CONSEGNA >> Ripeti identiche le righe dal tratto che contiene "the green foliage" fino a quello che contiene "xmin=326 ymin=143 xmax=347 ymax=152", entrambi inclusi.

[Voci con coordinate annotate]
******************************
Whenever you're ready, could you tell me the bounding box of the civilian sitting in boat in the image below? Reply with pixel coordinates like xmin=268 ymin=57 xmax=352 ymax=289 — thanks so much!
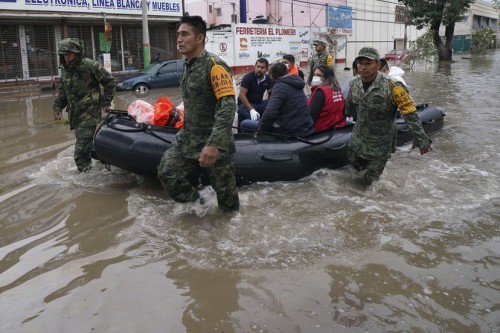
xmin=238 ymin=58 xmax=271 ymax=123
xmin=241 ymin=63 xmax=314 ymax=137
xmin=308 ymin=65 xmax=346 ymax=132
xmin=281 ymin=54 xmax=304 ymax=80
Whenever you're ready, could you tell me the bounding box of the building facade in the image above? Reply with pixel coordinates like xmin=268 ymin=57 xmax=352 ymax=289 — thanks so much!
xmin=448 ymin=0 xmax=500 ymax=53
xmin=0 ymin=0 xmax=184 ymax=82
xmin=189 ymin=0 xmax=499 ymax=65
xmin=185 ymin=0 xmax=424 ymax=64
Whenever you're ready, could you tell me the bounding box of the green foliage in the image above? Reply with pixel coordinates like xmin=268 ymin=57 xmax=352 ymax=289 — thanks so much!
xmin=410 ymin=30 xmax=437 ymax=62
xmin=400 ymin=0 xmax=475 ymax=61
xmin=401 ymin=0 xmax=475 ymax=29
xmin=470 ymin=28 xmax=495 ymax=55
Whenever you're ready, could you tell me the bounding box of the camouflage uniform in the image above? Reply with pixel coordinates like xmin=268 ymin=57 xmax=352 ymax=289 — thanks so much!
xmin=158 ymin=50 xmax=239 ymax=212
xmin=307 ymin=40 xmax=333 ymax=84
xmin=52 ymin=38 xmax=116 ymax=171
xmin=346 ymin=72 xmax=431 ymax=185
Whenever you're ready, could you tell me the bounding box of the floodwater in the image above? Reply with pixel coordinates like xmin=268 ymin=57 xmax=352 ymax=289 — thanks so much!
xmin=0 ymin=51 xmax=500 ymax=333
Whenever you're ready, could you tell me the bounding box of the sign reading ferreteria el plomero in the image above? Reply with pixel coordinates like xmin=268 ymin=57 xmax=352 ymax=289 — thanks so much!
xmin=0 ymin=0 xmax=183 ymax=17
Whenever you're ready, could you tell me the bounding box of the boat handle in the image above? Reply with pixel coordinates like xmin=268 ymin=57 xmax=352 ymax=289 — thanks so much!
xmin=260 ymin=155 xmax=293 ymax=162
xmin=326 ymin=143 xmax=347 ymax=152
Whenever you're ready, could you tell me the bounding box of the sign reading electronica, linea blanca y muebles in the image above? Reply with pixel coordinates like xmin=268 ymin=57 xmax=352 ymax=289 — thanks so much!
xmin=0 ymin=0 xmax=183 ymax=17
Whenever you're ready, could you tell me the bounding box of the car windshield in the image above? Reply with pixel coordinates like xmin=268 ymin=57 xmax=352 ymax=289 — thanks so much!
xmin=141 ymin=64 xmax=161 ymax=74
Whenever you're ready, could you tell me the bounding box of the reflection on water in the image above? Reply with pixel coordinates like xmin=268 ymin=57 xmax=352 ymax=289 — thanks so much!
xmin=0 ymin=52 xmax=500 ymax=333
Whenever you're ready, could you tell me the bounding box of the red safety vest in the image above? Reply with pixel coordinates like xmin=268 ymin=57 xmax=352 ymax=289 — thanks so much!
xmin=309 ymin=86 xmax=346 ymax=132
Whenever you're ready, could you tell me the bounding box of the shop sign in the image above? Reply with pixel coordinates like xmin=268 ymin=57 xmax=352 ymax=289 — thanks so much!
xmin=0 ymin=0 xmax=184 ymax=17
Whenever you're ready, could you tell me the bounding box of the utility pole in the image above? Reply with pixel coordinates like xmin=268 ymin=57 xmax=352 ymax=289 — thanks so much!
xmin=142 ymin=0 xmax=151 ymax=69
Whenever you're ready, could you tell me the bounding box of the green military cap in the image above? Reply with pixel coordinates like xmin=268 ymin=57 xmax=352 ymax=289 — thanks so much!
xmin=313 ymin=39 xmax=326 ymax=47
xmin=356 ymin=47 xmax=380 ymax=61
******************************
RISULTATO CORRETTO >>
Whenever you're ready, could you tell me the bounding box of the green foliage in the image above? Reply with pixel coordinates like xmin=268 ymin=57 xmax=352 ymax=289 — thanks so much!
xmin=410 ymin=30 xmax=437 ymax=62
xmin=400 ymin=0 xmax=475 ymax=61
xmin=401 ymin=0 xmax=475 ymax=29
xmin=470 ymin=28 xmax=495 ymax=55
Whenever you're ready, could you tell me the bounding box of the camouflage uniform in the image above? Reply with pixel coordinates like xmin=268 ymin=57 xmax=352 ymax=289 — thanks so much!
xmin=158 ymin=50 xmax=239 ymax=212
xmin=307 ymin=40 xmax=333 ymax=84
xmin=52 ymin=38 xmax=116 ymax=171
xmin=346 ymin=72 xmax=431 ymax=185
Whenever you're ready, could you tell me the bounding box of the floodwater in the image above? Reply with pixel coordinates like xmin=268 ymin=57 xmax=352 ymax=289 — thanks so much!
xmin=0 ymin=51 xmax=500 ymax=333
Whenever you're ready, could you tell me the bounding box of the sign reading ferreteria el plomero in the image above? Reply with pixel coordinates like xmin=268 ymin=57 xmax=352 ymax=289 — thanks so much!
xmin=0 ymin=0 xmax=183 ymax=17
Whenever you're ready, could you tell me the bounding box of the boat handle in the image above? Reply with pixel coordinates like xmin=268 ymin=57 xmax=352 ymax=289 — thanks so much!
xmin=260 ymin=155 xmax=293 ymax=162
xmin=326 ymin=143 xmax=347 ymax=152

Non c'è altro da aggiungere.